Set of tasks
(a) Retype a passage from the blog post on RAG and vector stores, beginning at the words "Day 1: Foundations" and stopping after "(make things up).".
(b) According to the blog post on RAG and vector stores, what might a large language model do if asked about data it doesn't know?

Day 1: Foundations of Agentic AI - RAG and Vector Stores
Source: Dev.to
Note
This blog post is part of the 4‑Day Series – Agentic AI with LangChain/LangGraph.
Welcome to the first day of our series on building Agentic AI applications with LangChain and LangGraph. Over the next four days we’ll evolve a simple script into a sophisticated, human‑in‑the‑loop multi‑agent system.
Today we start with the bedrock of modern AI apps: Retrieval‑Augmented Generation (RAG).
The Problem: LLMs Have Amnesia
Large Language Models (LLMs) like GPT‑4 are frozen in time. They don’t know about your private data, your company’s wiki, or today’s news. If you ask them about it, they might “hallucinate” (make things up).

Entries supplied

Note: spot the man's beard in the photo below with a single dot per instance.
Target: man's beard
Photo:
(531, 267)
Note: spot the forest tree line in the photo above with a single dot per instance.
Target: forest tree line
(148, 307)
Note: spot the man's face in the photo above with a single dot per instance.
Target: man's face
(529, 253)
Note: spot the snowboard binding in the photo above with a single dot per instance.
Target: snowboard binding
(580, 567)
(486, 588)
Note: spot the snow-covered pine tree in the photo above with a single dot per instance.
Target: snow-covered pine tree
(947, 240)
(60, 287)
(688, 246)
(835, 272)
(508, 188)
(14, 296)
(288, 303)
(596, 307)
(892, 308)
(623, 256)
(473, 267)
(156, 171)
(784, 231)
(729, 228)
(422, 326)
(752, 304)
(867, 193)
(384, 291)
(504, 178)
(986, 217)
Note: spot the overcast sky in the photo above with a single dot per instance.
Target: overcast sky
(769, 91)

Responses by task
(a)
Day 1: Foundations of Agentic AI - RAG and Vector Stores
Source: Dev.to
Note
This blog post is part of the 4‑Day Series – Agentic AI with LangChain/LangGraph.
Welcome to the first day of our series on building Agentic AI applications with LangChain and LangGraph. Over the next four days we’ll evolve a simple script into a sophisticated, human‑in‑the‑loop multi‑agent system.
Today we start with the bedrock of modern AI apps: Retrieval‑Augmented Generation (RAG).
The Problem: LLMs Have Amnesia
Large Language Models (LLMs) like GPT‑4 are frozen in time. They don’t know about your private data, your company’s wiki, or today’s news. If you ask them about it, they might “hallucinate” (make things up).

(b) It might "hallucinate," or make things up.